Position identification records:
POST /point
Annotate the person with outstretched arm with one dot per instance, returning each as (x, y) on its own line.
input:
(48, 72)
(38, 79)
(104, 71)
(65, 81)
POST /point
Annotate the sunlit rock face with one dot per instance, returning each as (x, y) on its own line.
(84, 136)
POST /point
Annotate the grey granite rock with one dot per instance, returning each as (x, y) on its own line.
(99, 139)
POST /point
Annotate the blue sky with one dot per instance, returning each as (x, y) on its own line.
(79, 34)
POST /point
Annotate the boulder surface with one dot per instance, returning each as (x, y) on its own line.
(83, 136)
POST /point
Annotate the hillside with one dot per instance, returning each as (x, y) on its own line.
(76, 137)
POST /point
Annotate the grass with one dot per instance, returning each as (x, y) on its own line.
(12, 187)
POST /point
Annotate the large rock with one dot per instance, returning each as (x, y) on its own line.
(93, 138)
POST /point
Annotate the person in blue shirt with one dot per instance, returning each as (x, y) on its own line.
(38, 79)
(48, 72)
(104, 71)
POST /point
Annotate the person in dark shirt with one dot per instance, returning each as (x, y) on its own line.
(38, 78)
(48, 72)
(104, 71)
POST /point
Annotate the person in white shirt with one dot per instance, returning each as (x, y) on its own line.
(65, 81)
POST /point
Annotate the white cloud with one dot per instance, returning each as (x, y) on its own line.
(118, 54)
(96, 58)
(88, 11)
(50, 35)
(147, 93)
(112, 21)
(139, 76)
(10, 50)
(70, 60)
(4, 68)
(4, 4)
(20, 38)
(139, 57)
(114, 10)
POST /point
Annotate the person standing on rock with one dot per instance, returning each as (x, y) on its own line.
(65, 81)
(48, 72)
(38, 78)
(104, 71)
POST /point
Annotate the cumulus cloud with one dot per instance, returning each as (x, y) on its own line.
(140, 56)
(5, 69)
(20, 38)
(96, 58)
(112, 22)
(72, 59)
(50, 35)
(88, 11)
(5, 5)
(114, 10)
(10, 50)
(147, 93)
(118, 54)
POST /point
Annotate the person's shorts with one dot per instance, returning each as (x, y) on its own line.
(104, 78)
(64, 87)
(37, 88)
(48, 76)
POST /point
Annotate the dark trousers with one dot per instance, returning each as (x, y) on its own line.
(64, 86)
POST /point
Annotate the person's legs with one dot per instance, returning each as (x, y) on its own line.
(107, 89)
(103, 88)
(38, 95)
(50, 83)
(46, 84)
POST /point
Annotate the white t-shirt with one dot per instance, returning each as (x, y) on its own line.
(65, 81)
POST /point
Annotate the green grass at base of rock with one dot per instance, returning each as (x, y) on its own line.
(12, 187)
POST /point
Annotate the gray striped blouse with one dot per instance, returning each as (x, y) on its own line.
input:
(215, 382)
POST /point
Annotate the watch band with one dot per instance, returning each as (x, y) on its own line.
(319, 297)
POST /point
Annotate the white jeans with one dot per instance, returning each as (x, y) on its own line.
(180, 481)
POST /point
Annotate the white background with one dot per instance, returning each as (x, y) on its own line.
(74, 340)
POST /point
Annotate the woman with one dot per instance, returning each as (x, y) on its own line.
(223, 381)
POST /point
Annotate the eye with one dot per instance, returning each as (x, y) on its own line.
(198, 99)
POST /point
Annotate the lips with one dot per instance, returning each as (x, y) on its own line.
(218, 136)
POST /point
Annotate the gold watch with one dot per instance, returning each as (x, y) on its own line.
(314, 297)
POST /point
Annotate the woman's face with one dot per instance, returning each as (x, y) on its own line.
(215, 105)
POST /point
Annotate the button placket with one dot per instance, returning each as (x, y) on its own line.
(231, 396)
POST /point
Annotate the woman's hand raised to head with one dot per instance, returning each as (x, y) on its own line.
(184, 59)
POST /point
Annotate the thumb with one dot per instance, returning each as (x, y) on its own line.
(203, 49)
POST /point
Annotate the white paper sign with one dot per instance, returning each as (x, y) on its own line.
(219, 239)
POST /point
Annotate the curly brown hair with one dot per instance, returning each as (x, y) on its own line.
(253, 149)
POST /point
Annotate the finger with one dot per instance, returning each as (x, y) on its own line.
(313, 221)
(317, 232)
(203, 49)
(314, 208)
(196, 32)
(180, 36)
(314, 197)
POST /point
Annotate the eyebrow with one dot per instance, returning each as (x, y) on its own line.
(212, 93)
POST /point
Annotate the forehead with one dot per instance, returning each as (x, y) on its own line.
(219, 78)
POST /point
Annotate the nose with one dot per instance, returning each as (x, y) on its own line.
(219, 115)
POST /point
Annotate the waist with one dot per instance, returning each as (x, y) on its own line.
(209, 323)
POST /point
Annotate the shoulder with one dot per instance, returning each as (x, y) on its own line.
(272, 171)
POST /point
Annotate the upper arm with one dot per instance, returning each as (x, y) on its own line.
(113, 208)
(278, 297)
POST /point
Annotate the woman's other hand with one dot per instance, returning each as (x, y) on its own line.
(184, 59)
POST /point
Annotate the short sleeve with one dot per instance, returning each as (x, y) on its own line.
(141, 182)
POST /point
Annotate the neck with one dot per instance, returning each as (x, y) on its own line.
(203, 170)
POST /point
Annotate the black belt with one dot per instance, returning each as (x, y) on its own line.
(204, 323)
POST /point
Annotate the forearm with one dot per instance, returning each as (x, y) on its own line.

TASK REQUIREMENTS
From the listing above, extract all records word for word.

IN RESPONSE
POST /point
Annotate the person with outstretched arm with one dot per instance, returning each as (x, y) on its own line.
input:
(48, 72)
(38, 79)
(104, 71)
(65, 81)
POST /point
Annotate the sunlit rock face with one dot per instance, returning each as (x, y) on its own line.
(84, 136)
POST /point
Annotate the grey granite rock with one dot per instance, returning each as (x, y) on its own line.
(99, 139)
POST /point
Annotate the blue sky with one dot per instance, returning each as (x, y) on its own line.
(79, 34)
POST /point
Annotate the boulder surface with one dot per instance, returning each as (x, y) on its own line.
(83, 136)
POST /point
Annotate the hillside with one dot per instance, returning each as (x, y) on its own line.
(76, 137)
POST /point
Annotate the grass with one dot per instance, returning each as (x, y) on its own line.
(12, 187)
POST /point
Annotate the large rock with one dot per instance, returning each as (x, y) on its own line.
(93, 138)
POST /point
Annotate the person in blue shirt with one dot per instance, returning each as (x, y) on its own line.
(38, 79)
(48, 72)
(104, 71)
POST /point
Annotate the person in dark shirt with one dot per instance, returning each as (x, y) on its own line.
(38, 78)
(48, 72)
(104, 71)
POST /point
Annotate the person in white shirt with one dot per instance, returning each as (x, y) on its own line.
(65, 81)
POST /point
Annotate the white cloud with one dot per instance, returning each as (x, y) on its own line.
(118, 54)
(96, 58)
(88, 11)
(50, 35)
(147, 93)
(112, 21)
(139, 76)
(10, 50)
(70, 60)
(4, 68)
(4, 4)
(20, 38)
(139, 57)
(114, 10)
POST /point
Annotate the person standing on rock with one dot per instance, returning each as (x, y) on its own line.
(65, 81)
(48, 72)
(38, 78)
(104, 71)
POST /point
Annotate the cumulus cloud with one dot per instance, returning each as (x, y) on its own line.
(140, 56)
(5, 69)
(20, 38)
(96, 58)
(112, 22)
(72, 59)
(50, 35)
(88, 11)
(5, 5)
(114, 10)
(10, 50)
(147, 93)
(118, 54)
POST /point
Annotate the person's shorts with one dot per instance, returning each as (x, y) on its own line.
(104, 78)
(64, 87)
(37, 88)
(48, 76)
POST /point
Annotate the dark trousers with one dot per instance, returning each as (x, y) on its own line.
(64, 86)
POST /point
Annotate the person's legs with one dot per instance, returning each as (x, y) on its own line.
(107, 89)
(103, 88)
(38, 95)
(50, 83)
(46, 84)
POST /point
Annotate the white t-shirt with one dot per instance, returning each as (x, y) on its own line.
(65, 81)
POST /point
Annotate the green grass at base of rock with one dot per instance, returning each as (x, y) on its own line.
(12, 187)
POST /point
Annotate the gray striped blouse with one dot per instance, returning each as (x, y) on its own line.
input:
(215, 382)
POST /point
Annotate the watch band with one dot per instance, returning each as (x, y) on its own line.
(319, 297)
POST /point
Annotate the white jeans with one dot per instance, returning each as (x, y) on its own line.
(180, 481)
POST /point
Annotate the white background with one dot per instance, returning each as (x, y) on its own line.
(74, 340)
POST /point
Annotate the woman with one dot per instance, returning each as (x, y) on its own line.
(223, 381)
POST /point
Annotate the eye with one dot per instance, returning each as (x, y) on its own line.
(198, 99)
POST /point
Annotate the lips with one dot per instance, returning each as (x, y) on its own line.
(218, 136)
POST /point
Annotate the gold watch with one dot per instance, returning each as (x, y) on its own line.
(314, 297)
POST /point
Annotate the woman's face with one dot per instance, returning each as (x, y) on its own line.
(215, 105)
POST /point
Annotate the button placket with one dot per instance, returning each as (x, y) on its own line.
(231, 396)
POST /point
Annotate the woman's hand raised to head with one dot per instance, returning each as (x, y) on its own line.
(184, 59)
POST /point
Annotate the thumb with one dot per instance, returning each as (x, y) on its own line.
(203, 49)
POST /point
Annotate the white paper sign with one dot per instance, returning each as (x, y) on its own line.
(219, 239)
POST /point
Annotate the curly brown hair with one dot per instance, returning each as (x, y) on its own line.
(253, 149)
POST /point
Annotate the finger with one dot per instance, returning each as (x, y) on its own line.
(313, 221)
(317, 232)
(203, 49)
(314, 208)
(196, 32)
(180, 36)
(314, 197)
POST /point
Annotate the eyebrow with one dot per instance, returning each as (x, y) on its own line.
(212, 93)
POST /point
Annotate the forehead with one dot per instance, returning each as (x, y) on its own line.
(219, 78)
POST /point
Annotate the nose with one dot per instance, returning each as (x, y) on its own line.
(219, 115)
POST /point
Annotate the waist with one dot per instance, returning each as (x, y) on its own line.
(209, 323)
POST /point
Annotate the shoulder with one dot per instance, returning each as (x, y) on its own line.
(272, 171)
POST /point
Annotate the upper arm with one dot per instance, returning each as (x, y) on its own line.
(113, 208)
(278, 297)
POST /point
Annotate the woman's other hand with one dot per instance, returning each as (x, y) on its own line.
(184, 59)
POST /point
Annotate the short sleeve with one dot per instance, returning each as (x, y) on its own line.
(141, 182)
POST /point
Annotate the neck with one dot per instance, returning each as (x, y) on its own line.
(203, 170)
POST /point
Annotate the black belt with one dot per instance, returning each as (x, y) on its own line.
(204, 323)
POST /point
Annotate the forearm with one dot per instance, returning each as (x, y) on its own line.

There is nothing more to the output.